▶ **Directions**
[1] In the tribute to Charisse McGill, what year did she found Lokal Artisan Foods?
[2] From the tribute to Charisse McGill, copy the passage between "The founder of" and "mother, Charisse McGill.", inclusive.
[3] Put this sentence from the tribute to Charisse McGill into Spanish: "Charisse, 42, founder of Lokal Artisan Foods, executive director of the nonprofit Farmers Market Coalition and a 2003 sports, tourism and hospitality management alumna, unexpectedly passed away on Jan. 15."
___ Extracted text
Remembering Charisse McGill, a culinary and entrepreneurial trailblazer

The founder of Lokal Artisan Foods, executive director of the Farmers Market Coalition and Temple alumna made a lasting impact in various roles throughout her career.

Charisse McGill, the trailblazing founder of Lokal Artisan Foods, the first Black female chef at Spruce Harbor Street Park and a Temple alumna passed away at 42. | EMMA PADNER / THE TEMPLE NEWS

When Madison McGill was around 12 years old, she started working alongside her mother, Charisse McGill. 

“I know a lot of kids who never really worked with a parent before, so I thought it was kind of fun to boss my mom around sometimes,” said Madison, now 17. “I really just like hanging out with my mom in general. She was a really funny person and always knew how to make me laugh, no matter what the occasion was.”

Charisse, 42, founder of Lokal Artisan Foods, executive director of the nonprofit Farmers Market Coalition and a 2003 sports, tourism and hospitality management alumna, unexpectedly passed away on Jan. 15. 

After helping Madison with her lemonade stand at the Landsdale Farmers’ Market and becoming manager of the same market in 2012, Charisse was struck with inspiration to create her own culinary creation: cinnamon-sugar-infused French Toast Bites. 

She founded the street food company Lokal Artisan Foods in 2018 and sold her French Toast Bites at more than five different permanent and semi-permanent locations and other special events. 

In the summer of 2019, Charisse sold her breakfast snacks at Piazza Pod Park on Germantown Avenue in Northern Liberties and achieved a significant milestone when she set up a booth at that year’s Made In America music festival alongside her daughter. 

The only Black female owner in Piazza Pod Park, Charisse aimed to become the “Auntie Anne’s of French toast” and make French Toast Bites the newest street food. Despite the challenges of the pandemic, her business thrived, and she participated in various events to establish a mentorship program for marginalized business owners. 

“Just from the outpouring of attention, her impact is incredible and attests to Charisse,” said Daniel Funk, the School of Sport, Tourism and Hospitality Management associate dean. “I think what she’s accomplished with her entrepreneurial spirit and determination is a real inspiration to our students, to our alumni and to our faculty.”
______
___ Excerpted data
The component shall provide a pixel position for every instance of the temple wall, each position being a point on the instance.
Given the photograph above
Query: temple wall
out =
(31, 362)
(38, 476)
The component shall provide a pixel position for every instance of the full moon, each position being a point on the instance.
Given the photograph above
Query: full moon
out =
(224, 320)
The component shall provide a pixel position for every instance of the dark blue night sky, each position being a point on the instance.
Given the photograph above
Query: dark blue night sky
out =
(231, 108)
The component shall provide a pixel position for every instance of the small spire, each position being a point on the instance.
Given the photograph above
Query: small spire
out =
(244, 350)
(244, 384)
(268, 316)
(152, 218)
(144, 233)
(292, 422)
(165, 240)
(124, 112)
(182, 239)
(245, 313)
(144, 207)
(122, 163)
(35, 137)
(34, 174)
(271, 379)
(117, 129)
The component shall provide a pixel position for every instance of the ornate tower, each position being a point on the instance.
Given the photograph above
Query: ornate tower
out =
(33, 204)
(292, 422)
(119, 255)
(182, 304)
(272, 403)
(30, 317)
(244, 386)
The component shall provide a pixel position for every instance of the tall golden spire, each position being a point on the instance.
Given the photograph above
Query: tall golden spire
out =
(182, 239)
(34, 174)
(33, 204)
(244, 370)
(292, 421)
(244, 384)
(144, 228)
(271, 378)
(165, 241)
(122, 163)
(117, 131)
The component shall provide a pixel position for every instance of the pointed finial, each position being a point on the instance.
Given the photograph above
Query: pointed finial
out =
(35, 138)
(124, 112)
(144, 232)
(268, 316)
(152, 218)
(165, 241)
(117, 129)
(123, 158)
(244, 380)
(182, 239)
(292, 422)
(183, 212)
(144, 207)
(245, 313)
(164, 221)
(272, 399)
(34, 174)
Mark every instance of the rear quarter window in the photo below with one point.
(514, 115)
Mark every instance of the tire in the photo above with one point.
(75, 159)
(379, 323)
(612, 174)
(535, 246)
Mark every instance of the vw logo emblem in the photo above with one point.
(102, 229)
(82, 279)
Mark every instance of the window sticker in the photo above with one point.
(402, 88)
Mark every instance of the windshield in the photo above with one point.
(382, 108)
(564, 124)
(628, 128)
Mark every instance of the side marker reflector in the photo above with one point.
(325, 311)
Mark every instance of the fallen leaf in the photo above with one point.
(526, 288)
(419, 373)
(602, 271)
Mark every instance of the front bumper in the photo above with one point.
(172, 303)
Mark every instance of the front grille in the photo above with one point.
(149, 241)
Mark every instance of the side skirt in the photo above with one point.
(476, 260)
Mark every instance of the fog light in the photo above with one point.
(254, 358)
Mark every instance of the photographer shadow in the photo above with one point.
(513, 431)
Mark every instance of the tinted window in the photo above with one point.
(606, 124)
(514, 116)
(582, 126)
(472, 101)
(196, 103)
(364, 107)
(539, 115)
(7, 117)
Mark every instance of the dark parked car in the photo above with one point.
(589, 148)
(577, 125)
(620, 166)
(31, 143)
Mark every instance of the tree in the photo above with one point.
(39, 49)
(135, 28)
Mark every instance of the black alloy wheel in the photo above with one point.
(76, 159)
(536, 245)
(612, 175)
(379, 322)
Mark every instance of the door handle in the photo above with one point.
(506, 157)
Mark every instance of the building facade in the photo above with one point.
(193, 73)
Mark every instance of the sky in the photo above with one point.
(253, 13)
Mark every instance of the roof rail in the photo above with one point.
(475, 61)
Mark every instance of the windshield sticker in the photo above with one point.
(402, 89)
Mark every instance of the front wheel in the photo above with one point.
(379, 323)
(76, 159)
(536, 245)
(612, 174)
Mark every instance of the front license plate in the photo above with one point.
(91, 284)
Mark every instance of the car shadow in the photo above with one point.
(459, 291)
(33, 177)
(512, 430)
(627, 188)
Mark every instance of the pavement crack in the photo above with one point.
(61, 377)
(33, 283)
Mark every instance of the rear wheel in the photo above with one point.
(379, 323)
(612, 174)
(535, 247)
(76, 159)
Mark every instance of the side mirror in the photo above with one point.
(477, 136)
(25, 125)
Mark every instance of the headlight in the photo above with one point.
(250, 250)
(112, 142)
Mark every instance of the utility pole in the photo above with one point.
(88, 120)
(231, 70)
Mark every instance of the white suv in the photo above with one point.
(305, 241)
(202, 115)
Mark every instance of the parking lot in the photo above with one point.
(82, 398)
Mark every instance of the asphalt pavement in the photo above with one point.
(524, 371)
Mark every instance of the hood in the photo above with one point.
______
▶ **Answers for this exercise**
[1] 2018

[2]
The founder of Lokal Artisan Foods, executive director of the Farmers Market Coalition and Temple alumna made a lasting impact in various roles throughout her career.

Charisse McGill, the trailblazing founder of Lokal Artisan Foods, the first Black female chef at Spruce Harbor Street Park and a Temple alumna passed away at 42. | EMMA PADNER / THE TEMPLE NEWS

When Madison McGill was around 12 years old, she started working alongside her mother, Charisse McGill.

[3] Charisse, de 42 años, fundadora de Lokal Artisan Foods, directora ejecutiva de la organización sin fines de lucro Farmers Market Coalition y egresada en 2003 de gestión de deportes, turismo y hospitalidad, falleció inesperadamente el 15 de enero.